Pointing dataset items

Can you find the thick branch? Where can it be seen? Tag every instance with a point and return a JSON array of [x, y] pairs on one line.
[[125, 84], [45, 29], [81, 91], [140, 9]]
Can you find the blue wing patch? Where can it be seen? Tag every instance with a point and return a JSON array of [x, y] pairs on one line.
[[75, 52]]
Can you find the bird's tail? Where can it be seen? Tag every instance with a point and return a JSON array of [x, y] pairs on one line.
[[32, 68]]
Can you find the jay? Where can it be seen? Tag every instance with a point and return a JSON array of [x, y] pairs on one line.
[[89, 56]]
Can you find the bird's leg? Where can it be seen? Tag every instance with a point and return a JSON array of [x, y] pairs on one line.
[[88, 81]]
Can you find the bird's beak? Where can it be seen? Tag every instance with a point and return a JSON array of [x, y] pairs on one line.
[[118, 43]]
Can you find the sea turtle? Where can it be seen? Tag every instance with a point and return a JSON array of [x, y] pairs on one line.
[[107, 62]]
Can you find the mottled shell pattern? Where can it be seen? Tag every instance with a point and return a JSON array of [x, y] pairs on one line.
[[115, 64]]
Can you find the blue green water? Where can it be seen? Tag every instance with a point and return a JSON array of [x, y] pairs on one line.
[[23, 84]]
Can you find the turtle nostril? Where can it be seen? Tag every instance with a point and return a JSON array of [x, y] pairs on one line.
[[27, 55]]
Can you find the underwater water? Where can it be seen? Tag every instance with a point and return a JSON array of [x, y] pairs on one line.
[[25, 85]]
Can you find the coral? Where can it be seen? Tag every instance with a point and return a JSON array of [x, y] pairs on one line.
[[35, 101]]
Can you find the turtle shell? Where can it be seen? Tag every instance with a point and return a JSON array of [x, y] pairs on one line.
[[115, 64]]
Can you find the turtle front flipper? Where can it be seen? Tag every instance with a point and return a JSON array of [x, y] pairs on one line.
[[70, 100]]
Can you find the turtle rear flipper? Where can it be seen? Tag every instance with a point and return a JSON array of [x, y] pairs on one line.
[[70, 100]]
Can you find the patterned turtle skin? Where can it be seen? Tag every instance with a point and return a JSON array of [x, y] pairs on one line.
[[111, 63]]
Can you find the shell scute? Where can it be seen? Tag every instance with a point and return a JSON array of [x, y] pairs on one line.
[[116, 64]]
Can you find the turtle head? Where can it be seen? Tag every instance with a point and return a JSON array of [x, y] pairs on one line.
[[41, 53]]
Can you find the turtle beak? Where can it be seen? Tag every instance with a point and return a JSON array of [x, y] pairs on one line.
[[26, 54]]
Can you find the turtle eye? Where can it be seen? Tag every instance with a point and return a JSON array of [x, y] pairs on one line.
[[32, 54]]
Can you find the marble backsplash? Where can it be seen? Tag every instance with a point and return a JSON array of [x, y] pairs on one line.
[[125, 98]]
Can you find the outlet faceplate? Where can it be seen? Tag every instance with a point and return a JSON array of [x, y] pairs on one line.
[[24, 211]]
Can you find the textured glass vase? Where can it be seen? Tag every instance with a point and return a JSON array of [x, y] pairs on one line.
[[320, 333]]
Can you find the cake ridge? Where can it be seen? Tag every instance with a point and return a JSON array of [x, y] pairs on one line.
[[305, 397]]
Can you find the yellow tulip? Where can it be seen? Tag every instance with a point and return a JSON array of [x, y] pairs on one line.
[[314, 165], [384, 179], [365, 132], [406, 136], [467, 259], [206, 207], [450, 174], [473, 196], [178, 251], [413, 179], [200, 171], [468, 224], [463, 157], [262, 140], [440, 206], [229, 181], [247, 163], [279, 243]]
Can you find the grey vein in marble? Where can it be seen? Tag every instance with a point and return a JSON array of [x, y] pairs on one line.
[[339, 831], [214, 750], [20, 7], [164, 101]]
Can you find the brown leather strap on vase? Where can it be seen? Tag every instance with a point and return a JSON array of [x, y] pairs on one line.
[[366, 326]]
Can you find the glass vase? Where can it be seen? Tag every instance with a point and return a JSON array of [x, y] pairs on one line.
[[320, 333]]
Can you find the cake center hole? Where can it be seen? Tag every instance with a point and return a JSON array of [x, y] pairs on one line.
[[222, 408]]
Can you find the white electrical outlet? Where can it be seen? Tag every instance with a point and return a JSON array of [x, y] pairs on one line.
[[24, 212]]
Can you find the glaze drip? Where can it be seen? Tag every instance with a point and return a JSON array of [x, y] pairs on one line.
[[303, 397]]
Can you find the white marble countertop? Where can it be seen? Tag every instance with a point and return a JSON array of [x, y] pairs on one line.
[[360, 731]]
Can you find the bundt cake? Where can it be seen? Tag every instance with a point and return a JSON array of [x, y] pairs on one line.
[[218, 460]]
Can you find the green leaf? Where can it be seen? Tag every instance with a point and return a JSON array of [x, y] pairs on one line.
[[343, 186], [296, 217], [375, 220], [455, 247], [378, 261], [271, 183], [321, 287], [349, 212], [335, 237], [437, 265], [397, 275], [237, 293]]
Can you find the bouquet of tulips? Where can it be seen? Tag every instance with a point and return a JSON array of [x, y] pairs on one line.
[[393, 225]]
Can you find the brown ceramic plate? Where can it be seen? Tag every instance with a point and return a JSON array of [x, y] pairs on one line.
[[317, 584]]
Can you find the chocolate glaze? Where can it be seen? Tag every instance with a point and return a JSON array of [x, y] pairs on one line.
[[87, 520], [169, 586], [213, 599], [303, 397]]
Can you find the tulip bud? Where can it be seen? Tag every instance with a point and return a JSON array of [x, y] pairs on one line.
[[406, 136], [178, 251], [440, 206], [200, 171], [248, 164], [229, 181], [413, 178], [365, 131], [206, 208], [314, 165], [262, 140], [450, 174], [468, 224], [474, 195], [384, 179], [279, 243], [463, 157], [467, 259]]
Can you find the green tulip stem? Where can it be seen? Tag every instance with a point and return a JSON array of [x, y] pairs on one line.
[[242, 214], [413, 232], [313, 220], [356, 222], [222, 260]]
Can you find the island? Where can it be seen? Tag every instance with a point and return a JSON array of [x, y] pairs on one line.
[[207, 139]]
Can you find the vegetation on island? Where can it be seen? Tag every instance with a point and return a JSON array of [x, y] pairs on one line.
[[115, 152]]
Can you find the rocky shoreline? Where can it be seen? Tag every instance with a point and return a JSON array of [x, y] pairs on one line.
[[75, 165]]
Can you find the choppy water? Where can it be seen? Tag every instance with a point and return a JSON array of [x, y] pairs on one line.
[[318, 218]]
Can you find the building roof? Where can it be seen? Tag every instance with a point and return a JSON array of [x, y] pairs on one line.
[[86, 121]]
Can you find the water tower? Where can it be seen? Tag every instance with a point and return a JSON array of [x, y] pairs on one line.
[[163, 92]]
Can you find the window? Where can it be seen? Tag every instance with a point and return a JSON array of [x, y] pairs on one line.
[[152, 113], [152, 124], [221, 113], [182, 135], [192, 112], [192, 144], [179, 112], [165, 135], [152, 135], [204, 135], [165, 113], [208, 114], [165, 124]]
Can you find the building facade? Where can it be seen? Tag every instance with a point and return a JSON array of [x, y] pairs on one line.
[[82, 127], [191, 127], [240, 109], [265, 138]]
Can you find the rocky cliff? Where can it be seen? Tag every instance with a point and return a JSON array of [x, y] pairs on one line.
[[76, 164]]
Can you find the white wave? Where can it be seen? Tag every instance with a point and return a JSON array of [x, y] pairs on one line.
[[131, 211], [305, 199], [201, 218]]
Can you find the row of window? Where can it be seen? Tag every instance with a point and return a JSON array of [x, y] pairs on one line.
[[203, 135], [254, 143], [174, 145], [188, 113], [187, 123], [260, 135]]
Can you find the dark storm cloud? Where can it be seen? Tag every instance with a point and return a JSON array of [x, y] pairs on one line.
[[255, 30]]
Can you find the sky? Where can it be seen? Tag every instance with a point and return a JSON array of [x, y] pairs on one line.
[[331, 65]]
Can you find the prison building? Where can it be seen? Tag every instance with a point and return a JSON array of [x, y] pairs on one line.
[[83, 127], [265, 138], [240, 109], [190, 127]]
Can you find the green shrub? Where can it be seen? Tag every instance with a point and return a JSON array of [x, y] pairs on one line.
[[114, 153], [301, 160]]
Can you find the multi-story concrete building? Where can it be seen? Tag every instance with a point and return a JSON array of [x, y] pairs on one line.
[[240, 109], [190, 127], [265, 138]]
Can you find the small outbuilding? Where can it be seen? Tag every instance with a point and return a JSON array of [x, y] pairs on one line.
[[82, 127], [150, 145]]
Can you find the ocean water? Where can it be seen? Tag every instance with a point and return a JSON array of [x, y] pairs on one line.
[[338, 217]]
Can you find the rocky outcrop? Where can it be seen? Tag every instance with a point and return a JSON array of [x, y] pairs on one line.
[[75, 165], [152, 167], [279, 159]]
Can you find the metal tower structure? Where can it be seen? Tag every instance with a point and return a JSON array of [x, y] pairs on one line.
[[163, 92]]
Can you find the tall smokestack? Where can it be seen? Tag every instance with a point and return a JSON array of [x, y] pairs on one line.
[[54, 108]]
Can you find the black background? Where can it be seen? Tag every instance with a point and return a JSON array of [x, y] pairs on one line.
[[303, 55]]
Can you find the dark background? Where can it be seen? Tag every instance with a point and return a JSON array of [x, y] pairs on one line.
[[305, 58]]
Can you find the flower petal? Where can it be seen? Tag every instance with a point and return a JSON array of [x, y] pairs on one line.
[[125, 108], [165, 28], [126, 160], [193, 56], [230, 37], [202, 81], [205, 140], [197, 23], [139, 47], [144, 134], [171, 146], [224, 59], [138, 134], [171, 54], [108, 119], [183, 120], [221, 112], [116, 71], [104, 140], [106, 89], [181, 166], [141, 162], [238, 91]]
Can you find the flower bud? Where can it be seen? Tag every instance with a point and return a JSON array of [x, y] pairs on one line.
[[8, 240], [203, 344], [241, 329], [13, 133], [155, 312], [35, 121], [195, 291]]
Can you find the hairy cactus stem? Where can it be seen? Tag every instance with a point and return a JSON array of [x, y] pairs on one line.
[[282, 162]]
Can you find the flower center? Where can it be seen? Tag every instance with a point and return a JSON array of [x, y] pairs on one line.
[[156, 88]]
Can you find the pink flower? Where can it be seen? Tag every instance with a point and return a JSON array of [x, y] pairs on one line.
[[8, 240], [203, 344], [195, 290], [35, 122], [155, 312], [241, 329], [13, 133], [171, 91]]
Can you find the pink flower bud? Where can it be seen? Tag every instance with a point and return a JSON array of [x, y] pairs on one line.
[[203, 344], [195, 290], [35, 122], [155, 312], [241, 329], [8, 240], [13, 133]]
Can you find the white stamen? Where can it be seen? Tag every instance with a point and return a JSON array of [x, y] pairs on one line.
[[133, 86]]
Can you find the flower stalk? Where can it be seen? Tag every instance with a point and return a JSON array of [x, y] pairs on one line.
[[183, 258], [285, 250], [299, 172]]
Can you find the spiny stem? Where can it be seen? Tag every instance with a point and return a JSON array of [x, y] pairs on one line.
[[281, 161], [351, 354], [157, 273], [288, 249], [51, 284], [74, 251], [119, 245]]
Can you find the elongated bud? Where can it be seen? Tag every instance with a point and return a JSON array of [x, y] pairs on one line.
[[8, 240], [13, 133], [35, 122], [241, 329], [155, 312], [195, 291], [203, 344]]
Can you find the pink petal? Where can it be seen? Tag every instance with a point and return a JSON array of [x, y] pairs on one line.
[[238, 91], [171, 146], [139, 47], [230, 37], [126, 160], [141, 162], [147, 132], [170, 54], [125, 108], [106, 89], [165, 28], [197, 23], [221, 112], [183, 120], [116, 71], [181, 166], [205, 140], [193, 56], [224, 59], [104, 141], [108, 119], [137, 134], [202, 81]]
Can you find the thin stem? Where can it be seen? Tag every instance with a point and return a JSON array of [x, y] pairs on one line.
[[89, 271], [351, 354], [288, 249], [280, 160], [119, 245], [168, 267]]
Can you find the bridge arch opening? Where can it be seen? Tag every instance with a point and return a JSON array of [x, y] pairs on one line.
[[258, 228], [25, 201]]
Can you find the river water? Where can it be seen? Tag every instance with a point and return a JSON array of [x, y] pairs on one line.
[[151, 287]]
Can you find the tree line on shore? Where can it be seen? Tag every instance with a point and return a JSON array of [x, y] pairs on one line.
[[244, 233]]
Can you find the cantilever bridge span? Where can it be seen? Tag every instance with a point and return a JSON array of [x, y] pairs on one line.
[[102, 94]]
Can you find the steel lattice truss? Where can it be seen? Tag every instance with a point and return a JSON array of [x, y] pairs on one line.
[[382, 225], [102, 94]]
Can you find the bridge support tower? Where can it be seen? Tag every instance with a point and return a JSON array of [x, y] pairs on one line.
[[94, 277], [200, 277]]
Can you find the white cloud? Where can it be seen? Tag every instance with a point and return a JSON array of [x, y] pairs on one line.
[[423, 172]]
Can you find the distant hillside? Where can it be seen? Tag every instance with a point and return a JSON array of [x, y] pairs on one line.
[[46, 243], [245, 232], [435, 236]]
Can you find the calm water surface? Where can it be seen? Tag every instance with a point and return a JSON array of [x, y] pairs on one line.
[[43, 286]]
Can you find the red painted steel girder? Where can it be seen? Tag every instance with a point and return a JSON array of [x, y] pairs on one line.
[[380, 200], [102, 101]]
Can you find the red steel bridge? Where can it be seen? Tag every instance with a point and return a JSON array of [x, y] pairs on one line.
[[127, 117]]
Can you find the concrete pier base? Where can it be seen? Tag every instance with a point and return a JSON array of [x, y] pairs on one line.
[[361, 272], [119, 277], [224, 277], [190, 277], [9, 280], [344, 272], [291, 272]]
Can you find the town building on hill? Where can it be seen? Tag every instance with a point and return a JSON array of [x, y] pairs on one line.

§ **Directions for this task**:
Could you repeat the items that begin at the line with "Can you find the bridge arch" and stop after the line with "[[258, 228], [25, 201]]", substituting "opening beneath the bridge" for "bridge arch opening" and keeping everything else the same?

§ **Task answer**:
Can you find the opening beneath the bridge? Where can it be seen? Tag every instance with a point and return a JSON array of [x, y] pairs on one line.
[[258, 228], [25, 201]]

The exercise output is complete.